begin Dataset excerpts

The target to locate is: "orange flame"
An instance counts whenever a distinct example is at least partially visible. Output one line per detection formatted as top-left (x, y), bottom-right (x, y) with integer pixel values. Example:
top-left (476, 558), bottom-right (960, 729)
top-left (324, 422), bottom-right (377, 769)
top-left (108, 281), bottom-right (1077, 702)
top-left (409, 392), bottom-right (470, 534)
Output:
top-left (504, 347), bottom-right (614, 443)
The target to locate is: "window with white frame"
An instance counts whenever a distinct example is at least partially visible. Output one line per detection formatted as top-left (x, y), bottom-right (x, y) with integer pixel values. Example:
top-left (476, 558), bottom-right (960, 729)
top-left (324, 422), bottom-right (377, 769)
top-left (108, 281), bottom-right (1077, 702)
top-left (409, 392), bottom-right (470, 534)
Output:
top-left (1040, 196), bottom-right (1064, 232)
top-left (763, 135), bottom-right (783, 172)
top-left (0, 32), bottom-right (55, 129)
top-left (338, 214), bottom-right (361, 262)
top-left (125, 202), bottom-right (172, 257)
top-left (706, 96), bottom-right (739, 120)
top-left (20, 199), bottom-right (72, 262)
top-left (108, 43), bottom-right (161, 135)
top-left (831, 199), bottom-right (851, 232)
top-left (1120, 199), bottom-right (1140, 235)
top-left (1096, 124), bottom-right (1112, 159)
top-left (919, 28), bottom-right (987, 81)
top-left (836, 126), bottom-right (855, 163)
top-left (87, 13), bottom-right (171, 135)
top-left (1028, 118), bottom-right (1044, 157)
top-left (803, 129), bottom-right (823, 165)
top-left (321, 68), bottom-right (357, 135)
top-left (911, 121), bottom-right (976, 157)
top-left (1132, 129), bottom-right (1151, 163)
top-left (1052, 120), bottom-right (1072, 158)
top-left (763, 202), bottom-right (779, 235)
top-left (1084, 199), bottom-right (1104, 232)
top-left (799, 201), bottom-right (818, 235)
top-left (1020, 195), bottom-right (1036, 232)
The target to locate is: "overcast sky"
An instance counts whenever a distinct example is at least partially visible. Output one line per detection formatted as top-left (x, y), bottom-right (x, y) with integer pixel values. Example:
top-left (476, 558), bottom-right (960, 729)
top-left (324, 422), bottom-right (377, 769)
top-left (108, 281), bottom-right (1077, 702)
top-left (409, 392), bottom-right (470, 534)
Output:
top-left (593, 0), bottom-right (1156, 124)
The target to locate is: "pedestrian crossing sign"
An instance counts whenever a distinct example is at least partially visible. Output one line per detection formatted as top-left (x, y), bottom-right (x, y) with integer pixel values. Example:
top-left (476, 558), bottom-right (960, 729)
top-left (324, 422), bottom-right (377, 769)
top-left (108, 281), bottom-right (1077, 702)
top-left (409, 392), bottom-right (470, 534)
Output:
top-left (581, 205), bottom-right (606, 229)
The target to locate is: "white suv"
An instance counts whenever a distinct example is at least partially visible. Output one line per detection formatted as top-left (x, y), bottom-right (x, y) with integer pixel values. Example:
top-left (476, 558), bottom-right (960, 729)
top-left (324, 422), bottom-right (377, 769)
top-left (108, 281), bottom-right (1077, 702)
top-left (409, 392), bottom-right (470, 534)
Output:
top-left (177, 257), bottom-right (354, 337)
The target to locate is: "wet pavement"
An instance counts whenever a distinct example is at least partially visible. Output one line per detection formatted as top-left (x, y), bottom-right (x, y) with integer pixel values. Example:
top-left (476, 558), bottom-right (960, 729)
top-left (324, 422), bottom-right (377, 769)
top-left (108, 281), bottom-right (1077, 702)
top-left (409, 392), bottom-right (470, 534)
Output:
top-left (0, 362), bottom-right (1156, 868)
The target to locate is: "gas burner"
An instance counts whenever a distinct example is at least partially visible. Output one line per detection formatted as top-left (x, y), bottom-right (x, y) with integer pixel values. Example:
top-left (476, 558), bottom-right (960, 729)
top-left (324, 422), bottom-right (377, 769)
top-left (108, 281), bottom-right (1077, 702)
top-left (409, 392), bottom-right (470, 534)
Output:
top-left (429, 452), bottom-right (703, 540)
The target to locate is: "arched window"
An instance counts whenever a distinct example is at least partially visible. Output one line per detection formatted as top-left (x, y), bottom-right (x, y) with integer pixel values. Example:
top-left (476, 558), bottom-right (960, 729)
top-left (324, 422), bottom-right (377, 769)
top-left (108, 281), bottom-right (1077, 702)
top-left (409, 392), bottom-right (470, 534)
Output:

end Dataset excerpts

▶ **Set task**:
Copy out the rows from the first line up to and including the line with "top-left (504, 347), bottom-right (614, 443)", swapping "orange flame" for "yellow flame" and changing nothing else.

▶ **Finished task**:
The target to locate is: "yellow flame"
An instance counts whenever a distinct example is at least partially visible. Output one line per detection formatted as top-left (x, y), bottom-right (x, y) with integer pixel values. Example:
top-left (476, 558), bottom-right (960, 729)
top-left (324, 422), bottom-right (377, 769)
top-left (108, 281), bottom-right (1077, 702)
top-left (409, 392), bottom-right (470, 534)
Output:
top-left (504, 347), bottom-right (614, 443)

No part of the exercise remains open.